> **Questions to answer**
(1) Using the methods excerpt below, answer each question briefly:
(a) How many comparison groups did the study identify?
(b) Which survey supplied the data used to predict supplemental coverage?
(c) For how many calendar days were patients followed, and on which benefit day did that period start?
(2) Decide whether each statement agrees with the methods excerpt below. Answer yes or no, and quote the words that settle it.
(a) Medicare enrollment files contain data on private supplemental coverage.
(b) Patients who were discharged were removed from the cohort.
(c) The fully exposed group gets state assistance for Medicare premiums but not for cost sharing.
(3) From the methods excerpt below, copy word for word the part that opens with the words containing "We identified three" and closes with "employer-based) supplemental coverage.".

> **Excerpted passage**
-----

We identified three comparison groups with varying levels of exposure to cost sharing after day 20 of Medicare’s SNF benefit period: 1) a fully exposed group of Medicare Savings Program (MSP) enrollees who receive state assistance for Medicare premiums but not for cost sharing; 2) a high-exposure group of beneficiaries with a low probability of having any supplemental coverage; and 3) a low-exposure group with a high probability of having generous (Medigap or employer-based) supplemental coverage.

Although data on MSP categories are included in Medicare enrollment files, data on private supplemental coverage are not. Therefore, we used survey data on supplemental coverage from the Consumer Assessment of Healthcare Providers and Systems (CAHPS) to predict supplemental coverage based on patient characteristics ascertained from linked Medicare claims and enrollment data. We applied model coefficients to the full study population to define the high-exposure and low-exposure groups (Appendix section 1.3).12

Study Variables

Time

We followed patients for 14 calendar days starting on benefit day 15, regardless of whether they were discharged. Retaining discharged patients in the cohort was critical for valid estimation of effects of cost-sharing exposure on post-discharge location and outcomes. Thus, although we refer to the study period as days 15–28, the day corresponds to the SNF benefit day only for patients who remained in a SNF. For all patients, it corresponds to the number of calendar days after benefit day 15 (e.g., “day 28” is 13 calendar days after benefit day 15).

-----

> **Material supplied**

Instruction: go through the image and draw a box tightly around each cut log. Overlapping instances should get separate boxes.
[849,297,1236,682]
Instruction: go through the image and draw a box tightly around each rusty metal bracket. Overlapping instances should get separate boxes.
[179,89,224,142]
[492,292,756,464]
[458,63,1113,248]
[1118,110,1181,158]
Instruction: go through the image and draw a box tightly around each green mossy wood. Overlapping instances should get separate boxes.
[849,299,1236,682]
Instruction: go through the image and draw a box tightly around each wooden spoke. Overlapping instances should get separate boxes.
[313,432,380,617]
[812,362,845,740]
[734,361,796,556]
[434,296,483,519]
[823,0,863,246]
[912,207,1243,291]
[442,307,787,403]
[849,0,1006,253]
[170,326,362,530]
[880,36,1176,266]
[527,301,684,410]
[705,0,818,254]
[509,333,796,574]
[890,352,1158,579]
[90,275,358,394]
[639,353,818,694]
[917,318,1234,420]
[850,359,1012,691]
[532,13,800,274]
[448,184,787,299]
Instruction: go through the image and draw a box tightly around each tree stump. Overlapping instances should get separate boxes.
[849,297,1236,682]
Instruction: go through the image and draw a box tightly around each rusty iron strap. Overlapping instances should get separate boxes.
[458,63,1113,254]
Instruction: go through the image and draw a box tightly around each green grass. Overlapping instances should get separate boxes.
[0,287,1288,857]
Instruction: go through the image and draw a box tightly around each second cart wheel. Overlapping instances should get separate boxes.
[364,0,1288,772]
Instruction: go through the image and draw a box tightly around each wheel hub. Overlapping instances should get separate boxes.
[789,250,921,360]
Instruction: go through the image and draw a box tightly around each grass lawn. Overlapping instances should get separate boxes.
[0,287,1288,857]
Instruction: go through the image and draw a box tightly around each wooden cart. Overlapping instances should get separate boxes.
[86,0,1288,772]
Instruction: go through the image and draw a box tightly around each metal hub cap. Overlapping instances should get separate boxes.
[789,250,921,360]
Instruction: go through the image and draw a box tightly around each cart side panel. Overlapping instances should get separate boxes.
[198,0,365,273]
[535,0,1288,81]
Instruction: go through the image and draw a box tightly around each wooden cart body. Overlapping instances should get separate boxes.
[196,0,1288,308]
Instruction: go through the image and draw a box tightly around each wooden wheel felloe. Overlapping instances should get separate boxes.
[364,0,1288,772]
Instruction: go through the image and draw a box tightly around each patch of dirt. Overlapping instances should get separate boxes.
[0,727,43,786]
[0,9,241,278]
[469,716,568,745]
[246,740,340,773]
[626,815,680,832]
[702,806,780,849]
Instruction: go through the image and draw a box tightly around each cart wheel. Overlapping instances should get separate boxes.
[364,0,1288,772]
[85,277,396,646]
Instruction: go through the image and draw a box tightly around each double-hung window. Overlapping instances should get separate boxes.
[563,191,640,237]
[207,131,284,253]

-----

> **Answers by item number**
(1)
(a) Three.
(b) The Consumer Assessment of Healthcare Providers and Systems (CAHPS).
(c) 14 calendar days, starting on benefit day 15.

(2)
(a) No: "data on private supplemental coverage are not."
(b) No: "regardless of whether they were discharged."
(c) Yes: "who receive state assistance for Medicare premiums but not for cost sharing"

(3)
We identified three comparison groups with varying levels of exposure to cost sharing after day 20 of Medicare’s SNF benefit period: 1) a fully exposed group of Medicare Savings Program (MSP) enrollees who receive state assistance for Medicare premiums but not for cost sharing; 2) a high-exposure group of beneficiaries with a low probability of having any supplemental coverage; and 3) a low-exposure group with a high probability of having generous (Medigap or employer-based) supplemental coverage.